Exact transcription with no images: write out all of the entries below.

#####

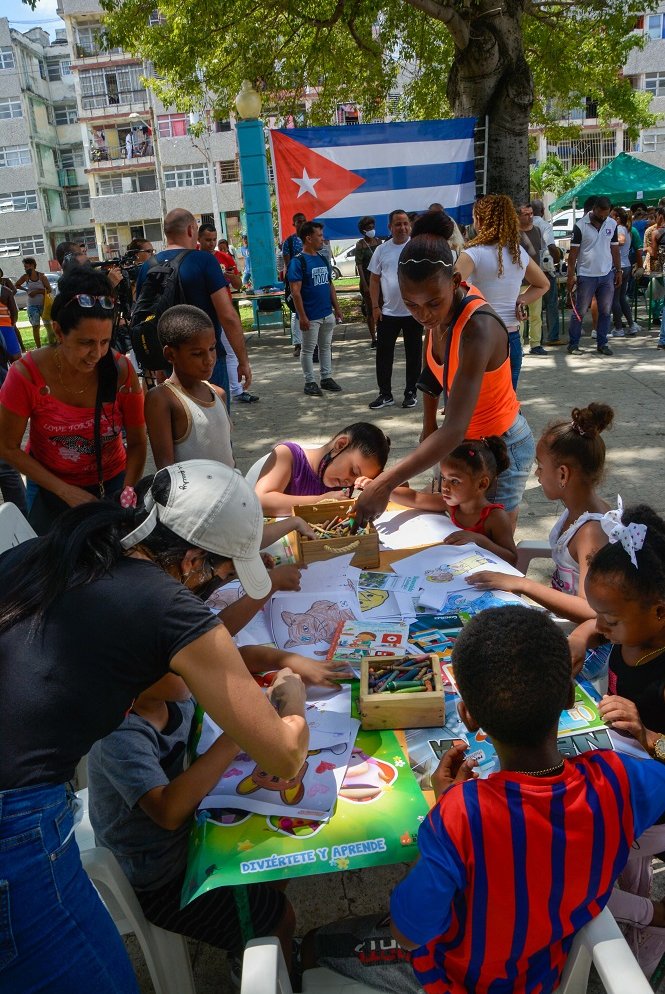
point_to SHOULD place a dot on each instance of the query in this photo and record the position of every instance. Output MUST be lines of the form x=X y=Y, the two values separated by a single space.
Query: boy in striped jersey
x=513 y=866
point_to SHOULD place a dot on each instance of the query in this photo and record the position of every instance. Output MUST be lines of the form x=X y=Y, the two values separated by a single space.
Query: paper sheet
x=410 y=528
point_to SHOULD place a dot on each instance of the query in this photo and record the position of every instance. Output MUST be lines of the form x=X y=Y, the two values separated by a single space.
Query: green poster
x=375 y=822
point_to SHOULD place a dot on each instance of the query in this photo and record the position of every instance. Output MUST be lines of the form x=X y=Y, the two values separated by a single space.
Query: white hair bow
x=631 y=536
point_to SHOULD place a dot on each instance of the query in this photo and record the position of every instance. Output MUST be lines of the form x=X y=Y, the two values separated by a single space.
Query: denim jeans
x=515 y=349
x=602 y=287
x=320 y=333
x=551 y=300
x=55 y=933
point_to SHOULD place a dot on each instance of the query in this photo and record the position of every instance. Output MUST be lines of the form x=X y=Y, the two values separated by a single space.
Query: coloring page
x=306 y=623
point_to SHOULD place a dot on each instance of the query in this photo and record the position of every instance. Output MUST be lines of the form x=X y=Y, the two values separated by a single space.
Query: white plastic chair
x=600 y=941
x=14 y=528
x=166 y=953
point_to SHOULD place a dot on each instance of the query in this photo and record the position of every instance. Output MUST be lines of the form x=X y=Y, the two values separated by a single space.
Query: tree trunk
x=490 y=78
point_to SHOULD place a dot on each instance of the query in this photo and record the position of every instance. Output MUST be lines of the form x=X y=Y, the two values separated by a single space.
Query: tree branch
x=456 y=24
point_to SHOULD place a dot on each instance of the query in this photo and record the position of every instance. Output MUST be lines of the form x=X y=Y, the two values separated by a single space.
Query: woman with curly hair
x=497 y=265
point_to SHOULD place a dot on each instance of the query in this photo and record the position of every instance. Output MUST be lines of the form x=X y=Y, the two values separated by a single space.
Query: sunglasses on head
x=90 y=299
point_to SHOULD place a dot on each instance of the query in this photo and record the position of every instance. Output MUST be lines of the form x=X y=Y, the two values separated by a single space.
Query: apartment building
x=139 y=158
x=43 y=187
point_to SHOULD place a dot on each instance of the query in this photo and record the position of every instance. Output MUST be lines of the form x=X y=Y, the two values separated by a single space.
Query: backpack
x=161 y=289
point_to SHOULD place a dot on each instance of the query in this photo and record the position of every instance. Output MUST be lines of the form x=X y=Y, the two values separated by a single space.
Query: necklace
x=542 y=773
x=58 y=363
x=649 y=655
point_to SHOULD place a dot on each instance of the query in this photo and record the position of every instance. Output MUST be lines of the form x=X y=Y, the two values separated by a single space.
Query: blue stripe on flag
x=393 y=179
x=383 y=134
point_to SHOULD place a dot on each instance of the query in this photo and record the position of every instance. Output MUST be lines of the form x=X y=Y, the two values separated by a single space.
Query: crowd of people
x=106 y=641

#####

**Task output:**
point_to SHOULD place a dot on each instance of the query in this photo and record the position of every instance. Output MUST be lines of the form x=X y=Y, the two values separated by a single space.
Query: boy in striped jersey
x=513 y=866
point_to SHOULD place a dot on each instance of the query in this photo and record the position of every instance. Output MUST be lines of the form x=X y=Y, the two values separated by a single space.
Query: paper sheet
x=410 y=528
point_to SHOULD place a dot on each instance of the query in this photo and record the position of every instance. Output MUST be lines of the form x=X y=Y, the two values separated by a single space.
Query: green poster
x=375 y=822
point_to SHOULD place a dot on each instance of the query in this photo and record the position of every instance. Output MUST be lines of the form x=X y=Y, the two values separated by a single space.
Query: white hair bow
x=631 y=536
point_to SHOULD place a dot on each instance of the query in this photo and record the position of every instance. Output MUST be lines of the form x=X y=Y, the two values separated by a single space.
Query: denim jeans
x=515 y=349
x=602 y=287
x=320 y=333
x=551 y=300
x=55 y=933
point_to SHOULD place a dot on each instance of the query in this photo and record the position of every instance. Output MUST be lines of the form x=X y=Y, the two values separated by a single space.
Query: coloring page
x=306 y=623
point_to SHOULD place a dot on each instance of the query in this photo and record the position of every instance. Output MUST be lines of the form x=X y=Y, the two values separated by a single space.
Query: white plastic chair
x=600 y=941
x=14 y=528
x=166 y=953
point_to SHOULD place a dot on each instance of the query in this photo and record the position of every instance. Output MUST be lines of the form x=X y=Y, the two values separated by a single space.
Query: tree trunk
x=490 y=78
point_to SHOULD place a dot on each instance of the query in this photo and record the position of every instance. Output MUST be lines of the form x=X y=Y, the two values separated by a single space.
Query: tree branch
x=456 y=24
point_to SHOULD place a dot on each instance of the query in this photo and record the position of every instance. Output MUST be lines of the form x=X y=Y, the two values separated by a single space.
Query: woman with curly hair
x=497 y=265
point_to SHOULD place a dot on each instance of the query in this photo and record the position of every instance. Output MUST be lines of the form x=X y=Y, the two values separated by a single space.
Query: sunglasses on head
x=90 y=299
point_to SHOULD place a dot on each instance of the query in this photo and record the position of every instance. Output MUST be lines of the form x=X y=Y, the two values separated by a single space.
Query: apartment building
x=139 y=158
x=43 y=187
point_to SHOULD place a dot on each instance of the query in this photo and record the position of every instance. Output MUST be lines of the form x=X y=Y, the two values separated by a single space.
Query: backpack
x=161 y=289
point_to SHOULD place a dot on each instance of the query in this photo and record the position of every instance. Output MUST be lines of the form x=X y=Y, the two values separated by a single space.
Query: necklace
x=542 y=773
x=58 y=363
x=649 y=655
point_to SHOULD place a dot on each instance of the query in this photo and record the position of every instance. Output MUST be lines of the form x=X y=Y, the two values separated by a single space.
Query: blue stripe on flag
x=393 y=179
x=383 y=134
point_to SHOULD place a dot on each instance of the query in this photo and record the position of every instance. Output MUST be lines of the form x=X y=Y, the two values separated by a single space.
Query: crowd of people
x=106 y=641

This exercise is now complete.